- SELECTED EXTRACT -
┏━━

Hmmm ... so Silent Spring belongs on the dangerous bookshelf alongside Das Kapital and Mein Kampf, does it? I hadn't looked at the book in quite a while so I picked it up again. I was struck anew by how well-written and carefully researched a work it is; also how well it has aged over 37 years. It is unsurprising that Miranda Devine should feel that the anti-environmentalist agenda requires that Carson be discredited, but -- unlike Carson -- she seems to feel that no research is needed to make her case.
To see what a great source Miranda Devine tapped for the "dangerous book" reference, have a look at the complete list:
Making the Top Ten (along with Marx and Hitler) were:
General Theory of Employment, Interest and Money, John Maynard Keynes
Democracy and Education, John Dewey

Sharing the Honorable Mention category with Silent Spring are:
On Liberty, John Stuart Mill
The Origin of Species, Charles Darwin
Descent of Man, Charles Darwin
Introduction to Psychoanalysis, Sigmund Freud
and
Coming of Age in Samoa, Margaret Mead

With Marx and Hitler balanced by Keynes, Mill, Darwin, Freud, Dewey and Mead, I'd say Rachel Carson is in some pretty distinguished company.

Funny isn't it the different level of "proof" the Right requires in relation to Iraqi civilian casualties.

By Ian Gould (not verified) on 19 Jun 2005 #permalink

It's interesting to note that of the 15 conservative intellectuals picked to compile this list of dangerous books, only two are associated with mainstream Universities of international repute. (And that's counting The Hoover Institute, a think-tank affiliated with Stanford, as being of international repute.)

By Ian Gould (not verified) on 19 Jun 2005 #permalink

Ah, I see Darwin gets 2 mentions in the second list ... those evil evolutionists again.

And Keynes ... wanting to end depressions is of course evil!

By Meyrick Kirby (not verified) on 20 Jun 2005 #permalink

Dear Ian, the right seems quite happy with the UN report on Iraq - I recall it being the left who happily accepted the flimsiest

Patrick,

Your comment was cut off but I assume your truncated reference to "the flimsiest" is yet another attack on the Lancet study.

Considering the lengths to which this has been debated here and the thrashing which those who choose to attack that report have taken can I suggest a read through the archives here is in order?

The Lancet study by comparison with Devine's retelling of easily disprovable transparent lies is a paragon of honesty and intellectual rigour.

By Ian Gould (not verified) on 22 Jun 2005 #permalink

Please show me one independent scientific research study which backs up Rachel Carson's assumptions about DDT. I have spent days searching the web, but I haven't found any yet

Thanks

Kos,

The National Research Council has published a number of thorough reviews of the refereed literature on DDT and its use in malaria control worldwide, including extensive discussions of the history of its use and effectiveness. All are well cited to the peer-reviewed research on the subject and the relevant reports from WHO and various governmental agencies. The following would be a good place to start;

Hormonally Active Agents in the Environment (1999),

Saving Lives, Buying Time: Economics of Malaria Drugs in an Age of Resistance (2004),

The Environment: Challenges for the Chemical Sciences in the 21st Century (2004)

A wealth of material like this is easily available both online and in the natural sciences stacks of any university library in the country. It baffles me that so many on the Far-Right don't bother to investigate any of it before spreading the "enviros caused malaria" myth as Miranda Devine does. But either way, these are a good place to start if you're so inclined. All the best.

┗━━

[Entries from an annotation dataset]
┏━━

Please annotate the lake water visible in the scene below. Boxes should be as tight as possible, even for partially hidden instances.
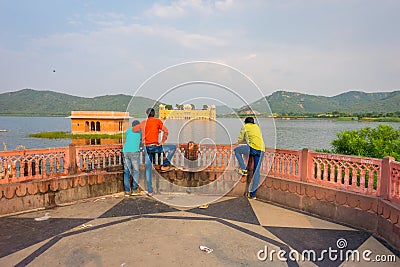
[0,116,400,151]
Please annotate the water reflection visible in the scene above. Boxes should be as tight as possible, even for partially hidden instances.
[71,138,122,146]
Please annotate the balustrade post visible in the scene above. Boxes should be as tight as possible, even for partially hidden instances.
[68,144,78,175]
[379,157,394,199]
[300,148,312,182]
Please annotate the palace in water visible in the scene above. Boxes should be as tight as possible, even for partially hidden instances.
[158,104,217,120]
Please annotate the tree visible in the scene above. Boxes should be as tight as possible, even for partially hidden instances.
[332,125,400,161]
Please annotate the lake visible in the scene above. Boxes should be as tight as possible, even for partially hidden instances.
[0,116,400,151]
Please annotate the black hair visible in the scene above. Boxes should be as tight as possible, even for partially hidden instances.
[244,117,254,124]
[146,108,156,117]
[132,120,140,127]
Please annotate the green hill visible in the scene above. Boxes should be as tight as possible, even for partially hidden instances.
[0,89,400,117]
[0,89,162,117]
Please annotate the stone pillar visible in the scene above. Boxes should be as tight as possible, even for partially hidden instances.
[300,148,312,182]
[379,157,394,199]
[68,144,78,175]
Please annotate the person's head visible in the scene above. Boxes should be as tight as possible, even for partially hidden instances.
[146,108,156,117]
[244,117,254,124]
[132,120,140,127]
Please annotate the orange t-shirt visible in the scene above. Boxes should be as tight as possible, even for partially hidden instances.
[132,117,168,146]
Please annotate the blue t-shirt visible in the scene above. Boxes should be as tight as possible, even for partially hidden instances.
[122,128,142,152]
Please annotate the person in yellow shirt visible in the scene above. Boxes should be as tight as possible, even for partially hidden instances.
[233,117,265,199]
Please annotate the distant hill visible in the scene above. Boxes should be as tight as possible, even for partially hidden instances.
[0,89,400,117]
[0,89,158,117]
[238,91,400,114]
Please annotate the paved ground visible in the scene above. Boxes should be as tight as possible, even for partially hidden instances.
[0,194,400,267]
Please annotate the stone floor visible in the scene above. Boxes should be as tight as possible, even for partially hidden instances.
[0,194,400,267]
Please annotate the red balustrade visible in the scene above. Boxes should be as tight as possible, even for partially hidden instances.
[0,147,69,184]
[389,161,400,204]
[307,152,382,195]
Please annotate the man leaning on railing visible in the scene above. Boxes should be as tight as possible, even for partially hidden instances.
[132,108,176,196]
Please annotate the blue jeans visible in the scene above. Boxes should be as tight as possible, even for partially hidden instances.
[144,145,176,194]
[233,145,264,197]
[124,152,140,193]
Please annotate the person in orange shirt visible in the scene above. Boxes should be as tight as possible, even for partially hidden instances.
[132,108,176,196]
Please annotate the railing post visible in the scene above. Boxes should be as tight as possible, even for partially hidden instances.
[68,144,78,175]
[379,157,394,199]
[300,148,310,182]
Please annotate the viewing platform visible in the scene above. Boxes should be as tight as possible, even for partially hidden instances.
[0,144,400,266]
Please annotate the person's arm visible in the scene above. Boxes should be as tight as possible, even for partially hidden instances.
[132,121,146,144]
[237,126,246,143]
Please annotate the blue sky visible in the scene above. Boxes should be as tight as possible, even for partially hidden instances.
[0,0,400,103]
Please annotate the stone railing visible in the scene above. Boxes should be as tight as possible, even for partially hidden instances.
[0,147,70,184]
[385,158,400,204]
[0,144,400,249]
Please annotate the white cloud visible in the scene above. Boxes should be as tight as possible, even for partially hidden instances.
[215,0,233,10]
[147,0,233,18]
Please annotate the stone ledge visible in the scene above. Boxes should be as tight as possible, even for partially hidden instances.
[0,172,123,215]
[257,176,400,249]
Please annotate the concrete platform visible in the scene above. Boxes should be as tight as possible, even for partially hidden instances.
[0,194,400,267]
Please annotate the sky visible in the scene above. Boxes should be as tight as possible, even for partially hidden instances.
[0,0,400,104]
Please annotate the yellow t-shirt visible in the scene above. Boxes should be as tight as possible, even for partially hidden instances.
[238,123,265,151]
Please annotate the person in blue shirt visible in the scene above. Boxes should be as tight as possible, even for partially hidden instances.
[122,120,142,196]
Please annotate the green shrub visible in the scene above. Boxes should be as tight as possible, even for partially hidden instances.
[332,125,400,161]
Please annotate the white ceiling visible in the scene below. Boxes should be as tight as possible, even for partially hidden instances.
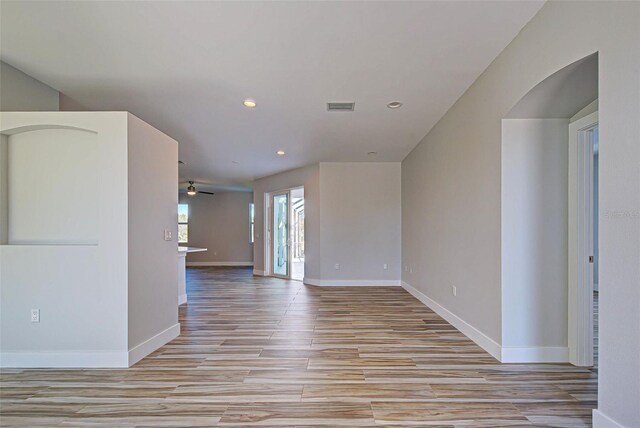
[0,1,543,191]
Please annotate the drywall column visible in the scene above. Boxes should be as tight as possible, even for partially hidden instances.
[316,162,401,286]
[501,119,569,362]
[0,61,60,111]
[127,113,180,365]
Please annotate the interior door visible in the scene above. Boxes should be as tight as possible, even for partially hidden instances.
[271,191,291,278]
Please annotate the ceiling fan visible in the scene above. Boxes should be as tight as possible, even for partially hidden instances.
[187,181,215,196]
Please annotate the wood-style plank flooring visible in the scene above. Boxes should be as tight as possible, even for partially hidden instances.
[0,268,597,427]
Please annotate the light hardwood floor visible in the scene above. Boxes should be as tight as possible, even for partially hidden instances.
[0,268,597,427]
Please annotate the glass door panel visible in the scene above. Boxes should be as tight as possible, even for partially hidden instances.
[272,193,289,277]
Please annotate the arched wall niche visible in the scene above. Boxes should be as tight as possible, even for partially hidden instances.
[0,124,100,245]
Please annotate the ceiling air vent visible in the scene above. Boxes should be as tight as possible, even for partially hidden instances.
[327,102,356,111]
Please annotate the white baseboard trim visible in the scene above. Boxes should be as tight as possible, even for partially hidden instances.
[402,281,501,360]
[128,323,180,367]
[302,277,400,287]
[593,409,625,428]
[187,262,253,267]
[500,346,569,363]
[0,351,129,369]
[178,293,187,306]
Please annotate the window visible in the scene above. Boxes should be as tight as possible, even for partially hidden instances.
[249,204,256,244]
[178,204,189,244]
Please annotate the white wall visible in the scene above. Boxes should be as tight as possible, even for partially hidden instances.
[0,61,59,111]
[318,162,401,285]
[402,2,640,427]
[8,129,100,244]
[127,114,180,363]
[0,112,179,367]
[253,164,320,278]
[180,192,253,266]
[0,112,127,367]
[501,119,569,362]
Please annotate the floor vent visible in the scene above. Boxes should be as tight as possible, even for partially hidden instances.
[327,102,356,111]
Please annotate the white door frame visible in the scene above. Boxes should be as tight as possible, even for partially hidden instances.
[568,112,598,366]
[264,187,295,279]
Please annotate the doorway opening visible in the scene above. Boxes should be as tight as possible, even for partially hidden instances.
[501,53,599,366]
[569,115,600,366]
[265,187,304,281]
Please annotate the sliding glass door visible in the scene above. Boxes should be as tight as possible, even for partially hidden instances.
[271,192,290,278]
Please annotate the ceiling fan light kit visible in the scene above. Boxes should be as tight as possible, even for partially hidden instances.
[187,181,215,196]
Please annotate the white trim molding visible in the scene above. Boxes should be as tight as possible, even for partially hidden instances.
[500,346,569,363]
[402,281,569,363]
[302,277,400,287]
[187,262,253,267]
[593,409,625,428]
[128,323,180,367]
[402,281,502,360]
[0,350,129,369]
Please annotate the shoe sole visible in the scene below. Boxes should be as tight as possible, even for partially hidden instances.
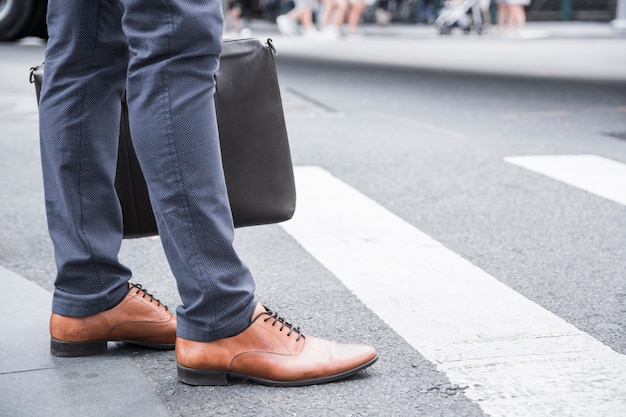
[177,355,378,387]
[50,338,176,358]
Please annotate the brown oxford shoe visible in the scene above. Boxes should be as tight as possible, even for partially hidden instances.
[50,284,176,357]
[176,304,378,387]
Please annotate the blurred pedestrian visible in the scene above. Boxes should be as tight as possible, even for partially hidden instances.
[276,0,319,38]
[347,0,376,35]
[39,0,377,386]
[320,0,349,40]
[507,0,530,33]
[496,0,511,33]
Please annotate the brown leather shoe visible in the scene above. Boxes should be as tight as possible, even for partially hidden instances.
[50,284,176,357]
[176,304,378,387]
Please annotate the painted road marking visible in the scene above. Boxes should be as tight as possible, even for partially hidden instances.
[504,155,626,205]
[282,167,626,417]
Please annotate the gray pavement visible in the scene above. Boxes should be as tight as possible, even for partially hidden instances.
[0,18,626,417]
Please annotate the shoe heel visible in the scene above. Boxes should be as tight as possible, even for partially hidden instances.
[177,365,228,385]
[50,339,107,358]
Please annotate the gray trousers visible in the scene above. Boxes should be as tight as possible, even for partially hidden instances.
[40,0,255,341]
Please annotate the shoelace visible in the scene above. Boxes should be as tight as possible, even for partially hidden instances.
[263,309,306,342]
[130,282,169,310]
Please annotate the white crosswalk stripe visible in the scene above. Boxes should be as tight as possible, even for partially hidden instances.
[282,167,626,417]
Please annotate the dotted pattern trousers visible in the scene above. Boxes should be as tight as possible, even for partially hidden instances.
[40,0,255,341]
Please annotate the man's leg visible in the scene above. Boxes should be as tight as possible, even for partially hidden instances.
[122,0,255,341]
[40,0,176,356]
[40,0,131,317]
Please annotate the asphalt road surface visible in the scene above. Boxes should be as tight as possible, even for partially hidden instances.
[0,33,626,417]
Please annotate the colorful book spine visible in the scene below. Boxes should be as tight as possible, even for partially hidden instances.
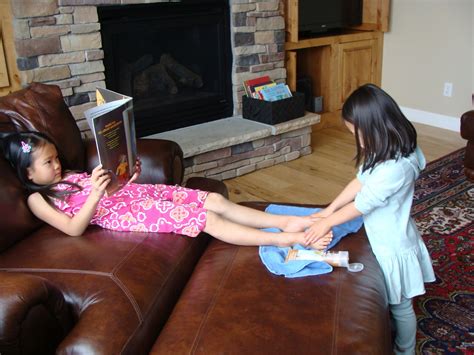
[259,83,293,101]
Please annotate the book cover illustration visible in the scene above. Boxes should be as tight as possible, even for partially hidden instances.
[84,88,137,194]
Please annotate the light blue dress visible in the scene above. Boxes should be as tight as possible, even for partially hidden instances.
[355,148,435,304]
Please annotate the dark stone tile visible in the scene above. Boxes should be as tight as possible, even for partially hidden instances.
[234,32,255,47]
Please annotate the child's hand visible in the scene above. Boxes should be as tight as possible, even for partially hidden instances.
[310,208,332,221]
[128,157,142,183]
[91,165,112,199]
[305,218,331,245]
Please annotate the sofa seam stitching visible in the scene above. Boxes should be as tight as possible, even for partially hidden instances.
[191,248,240,353]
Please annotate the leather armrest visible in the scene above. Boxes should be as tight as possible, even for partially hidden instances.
[461,110,474,141]
[0,272,73,354]
[86,139,184,185]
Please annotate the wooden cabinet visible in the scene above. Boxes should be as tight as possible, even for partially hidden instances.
[336,39,381,108]
[285,0,389,126]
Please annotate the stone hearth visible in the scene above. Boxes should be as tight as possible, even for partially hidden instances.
[12,0,286,135]
[147,113,320,180]
[12,0,319,179]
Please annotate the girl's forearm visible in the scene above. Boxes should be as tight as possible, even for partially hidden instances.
[325,202,362,228]
[67,193,100,236]
[327,178,362,212]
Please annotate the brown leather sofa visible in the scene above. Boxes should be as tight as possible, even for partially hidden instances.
[461,110,474,182]
[0,84,391,355]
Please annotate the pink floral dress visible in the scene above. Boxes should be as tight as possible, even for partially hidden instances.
[54,173,208,237]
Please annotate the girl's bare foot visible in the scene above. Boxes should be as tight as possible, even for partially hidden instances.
[282,216,314,232]
[309,232,332,250]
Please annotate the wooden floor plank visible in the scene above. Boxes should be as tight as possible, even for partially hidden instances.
[224,124,466,204]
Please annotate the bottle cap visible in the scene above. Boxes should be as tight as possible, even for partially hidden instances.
[347,263,364,272]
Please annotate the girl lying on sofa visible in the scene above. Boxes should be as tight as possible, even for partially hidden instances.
[2,132,332,249]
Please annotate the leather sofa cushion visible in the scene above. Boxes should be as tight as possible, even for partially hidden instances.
[151,204,391,354]
[0,226,209,354]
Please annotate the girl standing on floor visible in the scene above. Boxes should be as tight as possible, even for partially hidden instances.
[2,132,332,249]
[306,84,435,354]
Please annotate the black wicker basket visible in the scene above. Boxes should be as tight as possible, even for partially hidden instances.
[242,92,305,125]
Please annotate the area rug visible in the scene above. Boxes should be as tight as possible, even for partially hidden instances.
[412,149,474,355]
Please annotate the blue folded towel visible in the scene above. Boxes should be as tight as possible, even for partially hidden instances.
[259,205,363,278]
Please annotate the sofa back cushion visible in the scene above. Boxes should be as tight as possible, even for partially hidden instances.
[0,83,85,251]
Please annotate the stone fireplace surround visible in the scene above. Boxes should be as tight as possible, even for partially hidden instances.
[11,0,319,180]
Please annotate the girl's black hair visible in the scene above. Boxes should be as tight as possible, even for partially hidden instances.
[342,84,417,171]
[0,131,82,203]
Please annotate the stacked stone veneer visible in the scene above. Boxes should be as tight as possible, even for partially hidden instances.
[11,0,311,179]
[11,0,286,138]
[184,127,311,180]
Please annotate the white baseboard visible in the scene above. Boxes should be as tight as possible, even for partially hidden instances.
[400,106,460,132]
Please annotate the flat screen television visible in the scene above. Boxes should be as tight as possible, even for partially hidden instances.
[298,0,363,38]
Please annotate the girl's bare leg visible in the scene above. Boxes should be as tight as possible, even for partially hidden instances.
[204,211,305,247]
[204,192,313,232]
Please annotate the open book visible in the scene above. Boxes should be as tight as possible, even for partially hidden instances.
[84,88,137,195]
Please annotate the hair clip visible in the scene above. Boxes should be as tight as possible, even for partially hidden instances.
[21,141,31,153]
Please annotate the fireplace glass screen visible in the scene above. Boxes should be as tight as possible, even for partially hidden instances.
[98,0,233,137]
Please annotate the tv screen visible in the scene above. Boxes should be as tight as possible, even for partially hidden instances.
[298,0,362,37]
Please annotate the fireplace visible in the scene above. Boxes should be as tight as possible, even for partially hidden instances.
[97,0,233,137]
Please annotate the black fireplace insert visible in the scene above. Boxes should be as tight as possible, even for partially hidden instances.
[98,0,233,137]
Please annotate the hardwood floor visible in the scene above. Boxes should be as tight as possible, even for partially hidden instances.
[224,124,466,204]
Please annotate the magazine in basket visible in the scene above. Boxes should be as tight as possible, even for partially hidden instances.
[84,88,137,194]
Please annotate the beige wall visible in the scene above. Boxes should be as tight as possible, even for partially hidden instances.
[382,0,474,124]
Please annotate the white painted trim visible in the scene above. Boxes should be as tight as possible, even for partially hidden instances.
[400,106,460,132]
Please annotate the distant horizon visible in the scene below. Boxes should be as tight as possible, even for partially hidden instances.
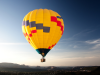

┗━━

- EXERCISE INSTRUCTIONS -
a) In the comment thread about Silent Spring, which books share the Honorable Mention category with Silent Spring? List each one with its author.
b) Locate every line in the entries that contains the word "hair", and copy each of those lines.

- ANSWERS PROVIDED -
a)
- On Liberty, John Stuart Mill
- The Origin of Species, Charles Darwin
- Descent of Man, Charles Darwin
- Introduction to Psychoanalysis, Sigmund Freud
- Coming of Age in Samoa, Margaret Mead

b)
Please annotate the black hair visible in the scene above. Boxes should be as tight as possible, even for partially hidden instances.
Please annotate the girl's black hair visible in the scene above. Boxes should be as tight as possible, even for partially hidden instances.
Please annotate the hair clip visible in the scene above. Boxes should be as tight as possible, even for partially hidden instances.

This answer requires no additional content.